WHAT IS NEEDED: Can you repeat, word for word, the part of the rows that opens with the line containing "Target = wooden bench" and runs through the last row, with both ends included?

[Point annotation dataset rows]
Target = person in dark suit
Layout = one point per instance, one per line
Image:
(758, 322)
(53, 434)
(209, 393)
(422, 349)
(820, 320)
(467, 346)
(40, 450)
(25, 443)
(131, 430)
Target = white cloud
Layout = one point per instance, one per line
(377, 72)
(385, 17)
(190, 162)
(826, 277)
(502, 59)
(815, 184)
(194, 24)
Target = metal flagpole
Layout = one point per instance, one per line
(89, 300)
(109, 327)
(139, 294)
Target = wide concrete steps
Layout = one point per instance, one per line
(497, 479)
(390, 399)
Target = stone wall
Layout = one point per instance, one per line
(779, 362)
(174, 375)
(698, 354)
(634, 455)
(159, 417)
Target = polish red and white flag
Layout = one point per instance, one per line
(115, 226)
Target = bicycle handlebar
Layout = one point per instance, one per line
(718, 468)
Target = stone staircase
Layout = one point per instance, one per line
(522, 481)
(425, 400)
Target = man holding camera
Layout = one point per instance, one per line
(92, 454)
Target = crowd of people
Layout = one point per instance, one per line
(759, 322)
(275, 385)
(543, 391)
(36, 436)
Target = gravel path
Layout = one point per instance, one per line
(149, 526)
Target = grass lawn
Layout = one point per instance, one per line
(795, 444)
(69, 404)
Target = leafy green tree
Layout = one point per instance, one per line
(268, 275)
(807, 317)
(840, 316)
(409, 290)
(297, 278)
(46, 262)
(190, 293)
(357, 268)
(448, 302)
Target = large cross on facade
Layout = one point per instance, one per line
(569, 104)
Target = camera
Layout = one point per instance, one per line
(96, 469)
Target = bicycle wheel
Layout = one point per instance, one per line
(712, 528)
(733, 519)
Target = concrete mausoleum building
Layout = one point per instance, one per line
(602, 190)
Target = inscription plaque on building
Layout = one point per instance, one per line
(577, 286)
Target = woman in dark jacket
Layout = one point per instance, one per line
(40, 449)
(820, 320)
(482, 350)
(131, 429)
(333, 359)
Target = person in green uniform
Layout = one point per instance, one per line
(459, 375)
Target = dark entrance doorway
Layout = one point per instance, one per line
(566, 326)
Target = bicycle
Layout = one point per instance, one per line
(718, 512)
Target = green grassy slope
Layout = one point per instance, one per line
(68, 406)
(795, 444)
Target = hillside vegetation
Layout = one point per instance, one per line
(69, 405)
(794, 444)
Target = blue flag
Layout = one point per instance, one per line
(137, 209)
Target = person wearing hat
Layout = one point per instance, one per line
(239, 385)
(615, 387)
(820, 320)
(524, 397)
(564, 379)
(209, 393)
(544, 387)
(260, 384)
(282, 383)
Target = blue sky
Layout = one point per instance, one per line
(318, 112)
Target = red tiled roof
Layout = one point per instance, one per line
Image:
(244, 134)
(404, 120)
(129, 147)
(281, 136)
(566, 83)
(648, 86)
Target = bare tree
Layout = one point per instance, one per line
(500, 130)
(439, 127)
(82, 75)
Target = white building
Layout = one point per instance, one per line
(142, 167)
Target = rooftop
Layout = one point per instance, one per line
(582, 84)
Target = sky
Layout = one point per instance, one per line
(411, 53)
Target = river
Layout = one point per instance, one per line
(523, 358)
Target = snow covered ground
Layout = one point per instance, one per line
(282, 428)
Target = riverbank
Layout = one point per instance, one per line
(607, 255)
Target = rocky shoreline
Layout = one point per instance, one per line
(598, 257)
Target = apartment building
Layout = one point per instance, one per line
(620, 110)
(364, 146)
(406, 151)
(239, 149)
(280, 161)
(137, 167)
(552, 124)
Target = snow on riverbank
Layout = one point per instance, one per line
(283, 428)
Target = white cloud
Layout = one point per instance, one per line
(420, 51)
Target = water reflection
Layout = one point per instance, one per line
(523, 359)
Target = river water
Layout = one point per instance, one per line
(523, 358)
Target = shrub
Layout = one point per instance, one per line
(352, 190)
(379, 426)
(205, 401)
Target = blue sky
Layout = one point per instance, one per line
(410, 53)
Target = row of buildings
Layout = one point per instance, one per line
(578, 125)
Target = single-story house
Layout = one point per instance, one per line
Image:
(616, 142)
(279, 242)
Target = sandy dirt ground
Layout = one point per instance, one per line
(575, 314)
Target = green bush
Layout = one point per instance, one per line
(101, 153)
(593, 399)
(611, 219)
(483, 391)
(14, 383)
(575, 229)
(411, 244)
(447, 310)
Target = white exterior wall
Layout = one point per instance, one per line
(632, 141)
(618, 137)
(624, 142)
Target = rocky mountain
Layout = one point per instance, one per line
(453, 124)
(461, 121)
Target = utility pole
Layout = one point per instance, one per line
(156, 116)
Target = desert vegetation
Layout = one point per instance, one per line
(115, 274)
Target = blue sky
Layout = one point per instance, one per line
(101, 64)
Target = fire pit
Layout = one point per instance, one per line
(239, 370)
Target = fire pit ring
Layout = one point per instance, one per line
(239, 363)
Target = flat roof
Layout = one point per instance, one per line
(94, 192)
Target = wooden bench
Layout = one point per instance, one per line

EXERCISE ANSWER:
Target = wooden bench
Layout = one point per instance, one per line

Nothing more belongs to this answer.